## STATED EXERCISE
Which lines in the rows below contain the word "trunk"? Pick out each one and copy it in full.

## ENTRIES SHOWN
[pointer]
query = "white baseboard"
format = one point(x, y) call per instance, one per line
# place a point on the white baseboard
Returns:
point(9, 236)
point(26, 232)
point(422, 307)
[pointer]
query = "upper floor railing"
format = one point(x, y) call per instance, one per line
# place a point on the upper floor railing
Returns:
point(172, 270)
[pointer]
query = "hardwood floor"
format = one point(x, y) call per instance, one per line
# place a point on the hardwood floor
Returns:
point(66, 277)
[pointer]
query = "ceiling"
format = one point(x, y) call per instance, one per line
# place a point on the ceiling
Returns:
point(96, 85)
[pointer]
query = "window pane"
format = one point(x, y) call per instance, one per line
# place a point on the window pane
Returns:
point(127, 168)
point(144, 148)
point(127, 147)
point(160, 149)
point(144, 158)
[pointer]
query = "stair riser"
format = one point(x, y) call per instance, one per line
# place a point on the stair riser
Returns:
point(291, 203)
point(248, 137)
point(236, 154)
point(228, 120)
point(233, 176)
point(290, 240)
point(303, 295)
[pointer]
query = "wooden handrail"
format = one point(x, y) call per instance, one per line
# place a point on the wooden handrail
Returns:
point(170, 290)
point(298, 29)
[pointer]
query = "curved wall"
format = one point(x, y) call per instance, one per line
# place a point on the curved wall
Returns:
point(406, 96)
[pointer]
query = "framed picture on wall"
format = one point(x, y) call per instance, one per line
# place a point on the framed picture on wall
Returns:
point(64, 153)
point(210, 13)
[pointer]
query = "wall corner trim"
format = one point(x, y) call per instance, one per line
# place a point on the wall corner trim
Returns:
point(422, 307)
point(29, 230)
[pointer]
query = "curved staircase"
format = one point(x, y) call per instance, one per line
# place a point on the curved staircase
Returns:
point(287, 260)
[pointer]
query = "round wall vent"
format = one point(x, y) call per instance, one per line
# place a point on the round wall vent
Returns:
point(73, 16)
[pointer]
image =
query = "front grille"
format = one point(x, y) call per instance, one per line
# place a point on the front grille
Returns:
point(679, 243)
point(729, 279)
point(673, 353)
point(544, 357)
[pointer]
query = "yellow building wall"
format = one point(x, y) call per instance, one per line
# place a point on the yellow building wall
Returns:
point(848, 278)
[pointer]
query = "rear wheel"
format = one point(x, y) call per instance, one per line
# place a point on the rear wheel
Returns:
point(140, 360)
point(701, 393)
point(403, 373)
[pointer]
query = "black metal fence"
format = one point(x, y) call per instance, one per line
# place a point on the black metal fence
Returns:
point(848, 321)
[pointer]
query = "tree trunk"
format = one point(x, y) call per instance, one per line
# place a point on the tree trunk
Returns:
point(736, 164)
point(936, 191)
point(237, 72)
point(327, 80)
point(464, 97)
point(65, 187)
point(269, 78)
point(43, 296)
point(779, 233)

## EXERCISE RESPONSE
query = "tree trunk"
# place a point on the tree trunk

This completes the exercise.